[PERINTAH]: Jelaskan dalam satu sampai tiga kalimat alasan kutipan halaman menilai keliru sikap pemegang kuasa yang bertindak "seakan dialah kekuasaan itu".

Pemikirannya yang paling banyak diperdebatkan adalah konsep wahdatul wujud, yang oleh banyak penulis memaknainya sebagai “penyatuan diri dengan Tuhan” atau dianggap semakna dengan ittihad (ajaran tentang menyatunya Allah dengan makhluk). Meskipun, Ibnu Arabi sendiri tidak pernah menggunakan istilah yang menggabungkan kedua terma antara wahdat dan al-wujud, tapi para penulis menemukan isyarat pandangan ke arah itu. Tapi jangan lupa, Ibnu Arabi juga memperkenalkan konsep tajalli (penampakan, pengenalan) sebagai jalan tengah untuk memahami al-wujud.
Dengan tidak bermaksud menyandingkan atau menganalogikan wahdat dan al-wujud dalam konsepsi Ibnu Arabi, tapi pemahaman semacam itu dalam “wujud” kekuasaan yang saat ini berada tepat di hadapan kita semua memberikan bayangan bagaimana kekuasaan itu dipahami oleh penikmat kuasa hampir sebagai sebuah “penyatuan” antara kekuasaan dan ia sendiri sebagai pemegang kuasa.
Secara umum, pemegang kuasa mencoba masuk sekuat-kuatnya ke dalam kekuasaan dan menguasainya sampai apa yang ia katakan, ia putuskan, ia perintahkan menjadi sesuatu yang harus didengar, dilakukan, dipatuhi seakan dialah kekuasaan itu. Padahal sejatinya ia hanya pemegang otoritas atas nama rakyat yang merupakan pemilik kekuasaan tertinggi.
Lihat saja di Aceh, seorang naib hampir saja menjadi penguasa tunggal dengan segala kebijakan yang cenderung kontroversi dan diperdebatkan oleh banyak orang. Ia mulai [merasa] menjadi kuasa itu sendiri. Tidak peka, bahkan Sosiolog sekelas Prof. Humam Hamid harus menyarankan agar ia, sebagai seorang Gubernur Aceh, sebagai Panglima Perang melawan Covid-19 memiliki empati terhadap tenaga kesehatan yang sudah merasakan dampak nyata, meninggalnya dua dokter di Aceh. Jangan hanya memberi janji manis.
Terlalu banyak untuk ditulis, kejanggalan yang menyelimuti Pemerintah Aceh hari ini. Apakah ia mendengar itu? Tentu saja. Ada sekumpulan orang terdidik yang meng-counter isu-isu yang berkembang, dan itu berarti dia sedang membela majikannya sementara sang tuan hanya senyum sambil berdiskusi untuk kebijakan yang baru dan heboh lagi. Atau setidaknya menciptakan puisi baru.

[DATA YANG DISEDIAKAN]:
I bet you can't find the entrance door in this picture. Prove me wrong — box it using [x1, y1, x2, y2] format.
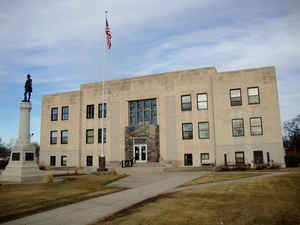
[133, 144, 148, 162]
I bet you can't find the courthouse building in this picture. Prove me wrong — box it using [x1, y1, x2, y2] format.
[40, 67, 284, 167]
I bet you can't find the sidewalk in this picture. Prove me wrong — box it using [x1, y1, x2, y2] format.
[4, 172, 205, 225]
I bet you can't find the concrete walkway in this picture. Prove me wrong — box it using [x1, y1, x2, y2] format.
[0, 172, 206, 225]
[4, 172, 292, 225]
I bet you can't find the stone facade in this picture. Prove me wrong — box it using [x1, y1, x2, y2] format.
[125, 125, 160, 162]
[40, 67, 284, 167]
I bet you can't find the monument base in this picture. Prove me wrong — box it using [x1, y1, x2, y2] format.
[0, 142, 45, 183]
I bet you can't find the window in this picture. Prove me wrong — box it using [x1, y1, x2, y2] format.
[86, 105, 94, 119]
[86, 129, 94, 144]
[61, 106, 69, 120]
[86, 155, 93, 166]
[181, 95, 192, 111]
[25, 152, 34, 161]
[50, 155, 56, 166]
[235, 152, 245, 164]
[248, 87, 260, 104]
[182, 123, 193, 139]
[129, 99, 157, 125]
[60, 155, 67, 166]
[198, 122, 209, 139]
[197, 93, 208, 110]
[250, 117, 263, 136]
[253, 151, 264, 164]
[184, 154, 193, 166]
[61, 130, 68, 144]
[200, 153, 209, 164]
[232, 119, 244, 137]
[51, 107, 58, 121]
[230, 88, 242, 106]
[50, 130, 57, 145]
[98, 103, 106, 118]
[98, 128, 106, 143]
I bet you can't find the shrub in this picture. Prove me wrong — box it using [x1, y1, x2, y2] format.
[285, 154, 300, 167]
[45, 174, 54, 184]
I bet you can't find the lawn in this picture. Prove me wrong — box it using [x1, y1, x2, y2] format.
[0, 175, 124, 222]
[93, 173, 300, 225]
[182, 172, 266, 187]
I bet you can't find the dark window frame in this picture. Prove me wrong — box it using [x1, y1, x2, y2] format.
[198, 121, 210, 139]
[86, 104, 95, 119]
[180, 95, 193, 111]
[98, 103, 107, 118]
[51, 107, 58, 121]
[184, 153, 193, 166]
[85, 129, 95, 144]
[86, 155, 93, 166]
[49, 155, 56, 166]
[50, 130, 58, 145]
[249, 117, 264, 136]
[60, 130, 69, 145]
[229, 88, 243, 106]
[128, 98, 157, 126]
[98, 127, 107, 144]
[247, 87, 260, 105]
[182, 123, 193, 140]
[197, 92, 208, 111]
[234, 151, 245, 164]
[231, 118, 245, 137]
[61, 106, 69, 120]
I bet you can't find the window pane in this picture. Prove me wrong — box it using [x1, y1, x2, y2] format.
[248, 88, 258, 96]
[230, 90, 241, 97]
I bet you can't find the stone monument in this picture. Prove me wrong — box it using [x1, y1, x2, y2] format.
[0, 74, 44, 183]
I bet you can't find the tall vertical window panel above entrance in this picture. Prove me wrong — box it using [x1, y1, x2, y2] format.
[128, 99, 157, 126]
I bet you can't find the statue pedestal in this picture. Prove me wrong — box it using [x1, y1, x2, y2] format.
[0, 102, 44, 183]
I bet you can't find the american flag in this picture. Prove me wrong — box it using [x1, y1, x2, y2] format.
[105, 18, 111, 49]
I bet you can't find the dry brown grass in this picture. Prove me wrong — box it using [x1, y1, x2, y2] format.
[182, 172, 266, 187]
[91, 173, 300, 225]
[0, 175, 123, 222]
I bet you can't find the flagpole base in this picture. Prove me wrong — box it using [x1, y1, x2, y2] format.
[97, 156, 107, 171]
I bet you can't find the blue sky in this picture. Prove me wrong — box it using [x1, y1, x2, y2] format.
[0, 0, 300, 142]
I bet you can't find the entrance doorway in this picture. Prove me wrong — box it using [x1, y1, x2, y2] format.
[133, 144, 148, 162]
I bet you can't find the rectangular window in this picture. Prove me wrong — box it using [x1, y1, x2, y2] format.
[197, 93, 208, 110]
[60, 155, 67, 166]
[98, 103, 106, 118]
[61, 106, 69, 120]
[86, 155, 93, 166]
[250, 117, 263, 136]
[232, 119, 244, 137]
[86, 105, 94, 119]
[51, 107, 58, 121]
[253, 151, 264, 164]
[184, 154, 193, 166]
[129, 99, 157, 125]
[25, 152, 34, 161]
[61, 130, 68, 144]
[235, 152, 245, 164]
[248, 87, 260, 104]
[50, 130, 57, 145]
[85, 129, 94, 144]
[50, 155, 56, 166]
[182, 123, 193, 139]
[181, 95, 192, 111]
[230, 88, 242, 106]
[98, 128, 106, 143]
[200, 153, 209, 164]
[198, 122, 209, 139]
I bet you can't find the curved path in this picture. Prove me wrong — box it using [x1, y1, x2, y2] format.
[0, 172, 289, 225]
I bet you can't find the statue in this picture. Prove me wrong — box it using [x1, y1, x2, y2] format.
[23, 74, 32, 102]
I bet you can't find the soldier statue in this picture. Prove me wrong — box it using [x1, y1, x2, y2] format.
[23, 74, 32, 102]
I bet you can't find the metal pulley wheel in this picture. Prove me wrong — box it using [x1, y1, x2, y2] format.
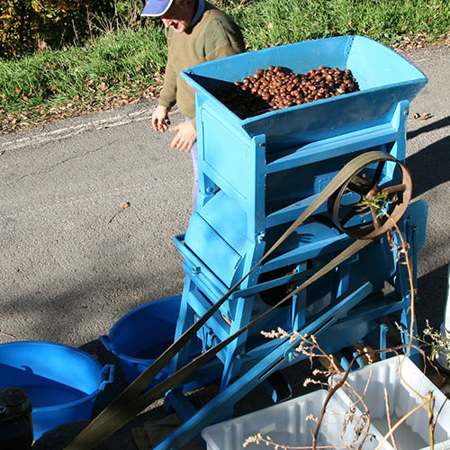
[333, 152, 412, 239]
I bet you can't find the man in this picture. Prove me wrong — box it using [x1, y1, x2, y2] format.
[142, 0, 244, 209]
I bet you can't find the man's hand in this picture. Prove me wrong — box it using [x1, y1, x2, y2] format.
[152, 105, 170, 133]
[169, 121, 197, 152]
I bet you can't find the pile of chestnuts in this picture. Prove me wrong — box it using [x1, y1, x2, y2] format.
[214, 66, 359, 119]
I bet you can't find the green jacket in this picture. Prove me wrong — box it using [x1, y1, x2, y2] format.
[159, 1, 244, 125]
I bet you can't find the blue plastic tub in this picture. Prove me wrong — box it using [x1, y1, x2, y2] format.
...
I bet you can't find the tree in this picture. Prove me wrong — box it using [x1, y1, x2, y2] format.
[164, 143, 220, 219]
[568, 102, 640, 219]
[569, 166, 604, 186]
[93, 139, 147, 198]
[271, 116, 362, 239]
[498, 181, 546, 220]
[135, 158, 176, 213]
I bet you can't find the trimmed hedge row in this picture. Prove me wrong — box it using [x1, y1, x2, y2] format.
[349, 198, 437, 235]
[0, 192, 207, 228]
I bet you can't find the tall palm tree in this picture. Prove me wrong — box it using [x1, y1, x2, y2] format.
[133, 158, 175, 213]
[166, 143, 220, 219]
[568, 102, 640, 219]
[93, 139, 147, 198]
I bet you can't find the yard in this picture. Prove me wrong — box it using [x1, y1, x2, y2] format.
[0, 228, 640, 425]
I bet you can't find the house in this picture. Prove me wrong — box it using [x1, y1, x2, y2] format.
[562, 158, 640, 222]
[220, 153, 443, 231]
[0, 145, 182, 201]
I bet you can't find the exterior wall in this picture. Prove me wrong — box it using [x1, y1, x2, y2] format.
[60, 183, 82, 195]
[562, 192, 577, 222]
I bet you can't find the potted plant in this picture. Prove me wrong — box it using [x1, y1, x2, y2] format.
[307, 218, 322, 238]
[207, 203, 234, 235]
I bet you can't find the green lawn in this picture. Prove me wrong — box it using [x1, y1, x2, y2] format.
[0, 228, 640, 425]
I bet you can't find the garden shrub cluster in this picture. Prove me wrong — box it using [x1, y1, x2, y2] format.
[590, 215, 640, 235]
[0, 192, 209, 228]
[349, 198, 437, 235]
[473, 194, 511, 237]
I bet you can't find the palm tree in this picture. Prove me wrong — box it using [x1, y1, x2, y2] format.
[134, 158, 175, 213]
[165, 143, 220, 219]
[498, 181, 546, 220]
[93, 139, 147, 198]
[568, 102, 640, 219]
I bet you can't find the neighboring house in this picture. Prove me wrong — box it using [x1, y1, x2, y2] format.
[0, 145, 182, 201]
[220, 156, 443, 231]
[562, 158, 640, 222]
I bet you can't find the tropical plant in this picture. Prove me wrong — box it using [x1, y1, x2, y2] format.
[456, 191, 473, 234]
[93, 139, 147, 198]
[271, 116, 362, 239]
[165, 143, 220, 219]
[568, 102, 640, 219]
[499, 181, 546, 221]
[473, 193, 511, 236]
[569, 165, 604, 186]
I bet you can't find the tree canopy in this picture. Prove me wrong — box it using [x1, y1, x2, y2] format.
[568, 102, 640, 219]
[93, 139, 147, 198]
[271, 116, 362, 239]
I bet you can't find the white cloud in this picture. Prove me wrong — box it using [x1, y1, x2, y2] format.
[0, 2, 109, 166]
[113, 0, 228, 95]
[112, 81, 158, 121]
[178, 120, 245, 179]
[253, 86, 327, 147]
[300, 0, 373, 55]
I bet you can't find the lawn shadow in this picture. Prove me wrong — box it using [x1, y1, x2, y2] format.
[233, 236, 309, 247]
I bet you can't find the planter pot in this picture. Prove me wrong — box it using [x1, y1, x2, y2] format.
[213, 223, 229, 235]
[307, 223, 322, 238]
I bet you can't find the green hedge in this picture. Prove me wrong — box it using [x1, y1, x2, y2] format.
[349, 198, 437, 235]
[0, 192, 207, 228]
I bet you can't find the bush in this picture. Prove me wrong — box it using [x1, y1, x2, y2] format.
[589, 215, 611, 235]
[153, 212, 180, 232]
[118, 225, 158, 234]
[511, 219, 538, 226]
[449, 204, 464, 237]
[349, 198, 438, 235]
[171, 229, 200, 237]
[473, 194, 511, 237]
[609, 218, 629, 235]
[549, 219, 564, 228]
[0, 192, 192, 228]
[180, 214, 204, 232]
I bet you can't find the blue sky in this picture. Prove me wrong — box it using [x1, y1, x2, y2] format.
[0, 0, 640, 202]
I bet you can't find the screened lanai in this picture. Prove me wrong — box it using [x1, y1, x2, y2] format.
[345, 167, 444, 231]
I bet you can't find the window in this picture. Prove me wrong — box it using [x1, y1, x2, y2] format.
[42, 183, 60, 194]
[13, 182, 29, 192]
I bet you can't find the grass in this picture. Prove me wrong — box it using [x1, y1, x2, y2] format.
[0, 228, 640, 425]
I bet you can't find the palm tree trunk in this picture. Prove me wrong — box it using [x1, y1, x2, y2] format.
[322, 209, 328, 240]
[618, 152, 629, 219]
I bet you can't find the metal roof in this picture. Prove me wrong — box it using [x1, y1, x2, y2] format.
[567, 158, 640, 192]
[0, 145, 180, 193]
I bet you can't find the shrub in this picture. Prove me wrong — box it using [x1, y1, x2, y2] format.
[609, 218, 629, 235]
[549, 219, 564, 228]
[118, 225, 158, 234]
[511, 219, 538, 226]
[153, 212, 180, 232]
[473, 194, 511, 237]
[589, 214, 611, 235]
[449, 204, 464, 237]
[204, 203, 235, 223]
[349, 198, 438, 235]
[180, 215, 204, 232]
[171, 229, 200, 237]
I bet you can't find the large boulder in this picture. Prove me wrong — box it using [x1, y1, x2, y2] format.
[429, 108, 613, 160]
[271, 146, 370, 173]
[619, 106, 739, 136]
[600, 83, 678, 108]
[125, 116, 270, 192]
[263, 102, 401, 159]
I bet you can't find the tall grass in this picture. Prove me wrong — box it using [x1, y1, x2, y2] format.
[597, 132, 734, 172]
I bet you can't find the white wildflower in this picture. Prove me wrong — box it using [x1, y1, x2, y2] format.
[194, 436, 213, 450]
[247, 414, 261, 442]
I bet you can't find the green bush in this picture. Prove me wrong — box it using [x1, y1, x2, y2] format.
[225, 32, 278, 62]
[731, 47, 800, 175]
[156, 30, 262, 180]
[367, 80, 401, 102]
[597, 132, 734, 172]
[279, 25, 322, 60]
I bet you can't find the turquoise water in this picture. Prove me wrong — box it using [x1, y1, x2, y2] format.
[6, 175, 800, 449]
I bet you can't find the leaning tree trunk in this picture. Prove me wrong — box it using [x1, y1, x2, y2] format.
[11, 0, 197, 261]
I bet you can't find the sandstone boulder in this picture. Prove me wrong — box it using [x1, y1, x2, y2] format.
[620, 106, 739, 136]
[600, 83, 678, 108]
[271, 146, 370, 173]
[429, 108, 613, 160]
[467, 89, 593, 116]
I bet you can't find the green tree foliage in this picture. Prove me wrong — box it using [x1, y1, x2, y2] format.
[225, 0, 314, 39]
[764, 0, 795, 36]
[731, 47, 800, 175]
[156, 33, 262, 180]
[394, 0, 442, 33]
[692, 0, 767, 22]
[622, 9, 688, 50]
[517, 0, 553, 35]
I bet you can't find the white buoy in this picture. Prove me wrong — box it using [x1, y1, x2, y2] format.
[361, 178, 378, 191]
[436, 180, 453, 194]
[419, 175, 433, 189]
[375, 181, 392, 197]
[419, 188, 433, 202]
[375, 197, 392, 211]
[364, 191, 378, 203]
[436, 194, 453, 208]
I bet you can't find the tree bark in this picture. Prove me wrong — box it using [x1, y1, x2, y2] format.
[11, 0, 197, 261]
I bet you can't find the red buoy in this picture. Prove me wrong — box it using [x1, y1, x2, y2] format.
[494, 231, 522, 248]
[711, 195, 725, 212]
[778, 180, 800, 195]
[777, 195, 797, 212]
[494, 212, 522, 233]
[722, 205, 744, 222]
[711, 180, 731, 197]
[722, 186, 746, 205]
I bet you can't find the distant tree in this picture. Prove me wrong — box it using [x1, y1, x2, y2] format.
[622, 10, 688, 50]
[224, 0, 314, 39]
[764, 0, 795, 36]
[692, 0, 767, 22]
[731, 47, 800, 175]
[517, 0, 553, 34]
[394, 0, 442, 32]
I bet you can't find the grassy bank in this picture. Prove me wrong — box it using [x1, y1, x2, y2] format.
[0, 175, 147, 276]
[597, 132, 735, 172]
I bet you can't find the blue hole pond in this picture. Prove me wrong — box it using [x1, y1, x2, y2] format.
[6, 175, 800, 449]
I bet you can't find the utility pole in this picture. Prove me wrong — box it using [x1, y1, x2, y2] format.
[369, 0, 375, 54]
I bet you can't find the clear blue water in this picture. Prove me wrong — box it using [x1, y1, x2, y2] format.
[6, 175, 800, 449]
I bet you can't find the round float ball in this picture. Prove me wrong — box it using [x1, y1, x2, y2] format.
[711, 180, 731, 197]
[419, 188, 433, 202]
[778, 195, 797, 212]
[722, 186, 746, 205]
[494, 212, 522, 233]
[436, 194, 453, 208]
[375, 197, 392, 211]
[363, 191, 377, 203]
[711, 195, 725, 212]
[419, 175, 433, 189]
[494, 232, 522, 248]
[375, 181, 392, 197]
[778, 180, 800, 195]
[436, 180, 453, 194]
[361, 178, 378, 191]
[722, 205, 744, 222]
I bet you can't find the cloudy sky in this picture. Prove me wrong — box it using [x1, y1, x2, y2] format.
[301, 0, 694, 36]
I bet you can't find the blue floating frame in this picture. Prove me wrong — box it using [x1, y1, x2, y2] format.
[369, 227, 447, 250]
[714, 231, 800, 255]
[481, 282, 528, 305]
--
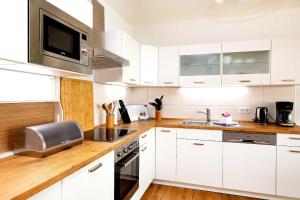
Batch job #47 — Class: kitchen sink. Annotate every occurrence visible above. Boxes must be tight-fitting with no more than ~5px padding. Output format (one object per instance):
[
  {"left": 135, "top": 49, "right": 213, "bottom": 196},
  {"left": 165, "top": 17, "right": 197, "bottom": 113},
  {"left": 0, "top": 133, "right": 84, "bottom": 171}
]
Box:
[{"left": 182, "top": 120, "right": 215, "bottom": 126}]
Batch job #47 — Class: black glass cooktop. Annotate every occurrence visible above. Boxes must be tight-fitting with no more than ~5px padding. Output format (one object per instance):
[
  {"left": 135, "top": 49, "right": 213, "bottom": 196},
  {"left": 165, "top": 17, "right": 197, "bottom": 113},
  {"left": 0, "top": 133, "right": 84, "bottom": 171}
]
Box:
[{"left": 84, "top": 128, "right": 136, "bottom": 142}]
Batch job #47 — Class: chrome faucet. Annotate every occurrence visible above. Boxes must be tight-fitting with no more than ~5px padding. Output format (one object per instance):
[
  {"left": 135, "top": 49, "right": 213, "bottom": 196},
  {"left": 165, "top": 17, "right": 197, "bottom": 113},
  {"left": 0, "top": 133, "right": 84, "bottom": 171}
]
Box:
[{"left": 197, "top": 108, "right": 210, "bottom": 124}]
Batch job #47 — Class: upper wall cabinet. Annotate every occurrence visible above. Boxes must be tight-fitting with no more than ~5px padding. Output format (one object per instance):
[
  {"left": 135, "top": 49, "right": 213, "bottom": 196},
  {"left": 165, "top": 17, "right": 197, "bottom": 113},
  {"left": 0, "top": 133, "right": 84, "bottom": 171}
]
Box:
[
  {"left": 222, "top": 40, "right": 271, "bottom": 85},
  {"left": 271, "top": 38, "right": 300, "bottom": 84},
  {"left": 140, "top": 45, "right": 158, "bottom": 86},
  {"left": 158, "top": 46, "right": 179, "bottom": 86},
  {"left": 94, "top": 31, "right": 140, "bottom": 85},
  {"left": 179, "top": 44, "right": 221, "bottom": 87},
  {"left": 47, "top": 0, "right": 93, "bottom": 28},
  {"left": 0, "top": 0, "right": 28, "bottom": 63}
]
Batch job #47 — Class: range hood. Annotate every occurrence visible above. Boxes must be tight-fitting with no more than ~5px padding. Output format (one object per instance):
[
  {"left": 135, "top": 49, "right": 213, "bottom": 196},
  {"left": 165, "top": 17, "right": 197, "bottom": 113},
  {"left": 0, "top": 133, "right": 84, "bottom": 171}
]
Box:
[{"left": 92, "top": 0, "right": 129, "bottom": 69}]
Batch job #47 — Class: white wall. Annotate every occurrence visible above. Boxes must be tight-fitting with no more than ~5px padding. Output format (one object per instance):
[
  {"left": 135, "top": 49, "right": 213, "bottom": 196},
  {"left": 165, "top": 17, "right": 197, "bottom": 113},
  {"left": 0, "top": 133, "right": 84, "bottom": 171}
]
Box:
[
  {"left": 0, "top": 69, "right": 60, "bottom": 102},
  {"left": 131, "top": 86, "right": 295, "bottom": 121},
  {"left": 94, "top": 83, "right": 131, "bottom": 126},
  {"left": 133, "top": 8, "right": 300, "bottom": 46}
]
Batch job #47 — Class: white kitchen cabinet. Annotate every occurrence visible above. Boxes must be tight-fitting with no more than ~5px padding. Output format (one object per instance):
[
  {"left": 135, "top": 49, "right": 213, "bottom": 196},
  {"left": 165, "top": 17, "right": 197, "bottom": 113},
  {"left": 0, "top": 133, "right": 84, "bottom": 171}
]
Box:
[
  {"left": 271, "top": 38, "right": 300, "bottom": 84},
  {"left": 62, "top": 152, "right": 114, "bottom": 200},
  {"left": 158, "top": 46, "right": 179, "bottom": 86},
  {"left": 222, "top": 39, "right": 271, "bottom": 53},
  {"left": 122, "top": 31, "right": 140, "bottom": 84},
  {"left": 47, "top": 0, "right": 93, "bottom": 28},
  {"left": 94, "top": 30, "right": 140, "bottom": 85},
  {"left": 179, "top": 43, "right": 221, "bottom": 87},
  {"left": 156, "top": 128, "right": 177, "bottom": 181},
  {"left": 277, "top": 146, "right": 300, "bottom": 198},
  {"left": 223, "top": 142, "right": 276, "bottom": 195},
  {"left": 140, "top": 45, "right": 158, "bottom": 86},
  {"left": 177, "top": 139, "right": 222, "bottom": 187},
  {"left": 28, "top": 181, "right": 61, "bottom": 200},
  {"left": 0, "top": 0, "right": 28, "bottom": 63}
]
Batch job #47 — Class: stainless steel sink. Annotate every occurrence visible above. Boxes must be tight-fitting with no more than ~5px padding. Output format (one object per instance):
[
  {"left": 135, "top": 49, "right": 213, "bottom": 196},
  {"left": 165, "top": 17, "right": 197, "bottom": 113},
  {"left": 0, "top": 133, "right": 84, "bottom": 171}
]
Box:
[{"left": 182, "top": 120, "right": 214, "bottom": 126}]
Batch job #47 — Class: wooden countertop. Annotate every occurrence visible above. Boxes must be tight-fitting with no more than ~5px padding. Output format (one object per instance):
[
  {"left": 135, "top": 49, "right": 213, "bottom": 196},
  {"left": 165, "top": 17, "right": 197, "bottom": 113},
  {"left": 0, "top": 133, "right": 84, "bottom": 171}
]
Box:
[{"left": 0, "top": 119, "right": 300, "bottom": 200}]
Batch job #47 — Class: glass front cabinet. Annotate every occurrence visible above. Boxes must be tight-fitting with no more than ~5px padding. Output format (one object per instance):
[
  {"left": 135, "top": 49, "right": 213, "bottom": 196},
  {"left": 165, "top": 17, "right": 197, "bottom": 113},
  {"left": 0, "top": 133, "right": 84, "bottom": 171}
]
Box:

[JAWABAN]: Sikap itu keliru karena pemegang kuasa sejatinya hanya memegang otoritas atas nama rakyat. Rakyatlah pemilik kekuasaan tertinggi, bukan dirinya.